## Begin Record list

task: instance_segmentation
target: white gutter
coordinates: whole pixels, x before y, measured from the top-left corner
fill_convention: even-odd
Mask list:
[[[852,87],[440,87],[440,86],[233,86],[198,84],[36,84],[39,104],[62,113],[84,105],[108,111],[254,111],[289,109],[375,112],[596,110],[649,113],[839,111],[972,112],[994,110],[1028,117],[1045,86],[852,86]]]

## End Record list

**Exercise prompt**
Lay out every line of the records above as a JSON list of strings, one string per line, and leave out any blank lines.

**Answer to the exercise**
[
  "task: instance_segmentation",
  "target: white gutter",
  "coordinates: whole pixels, x before y, measured from the top-left corner",
  "fill_convention: even-odd",
  "Mask list:",
  "[[[852,87],[440,87],[440,86],[233,86],[198,84],[36,84],[39,104],[62,113],[84,105],[108,111],[254,111],[289,109],[375,112],[596,110],[649,113],[839,111],[972,112],[994,110],[1028,117],[1045,86],[852,86]]]"
]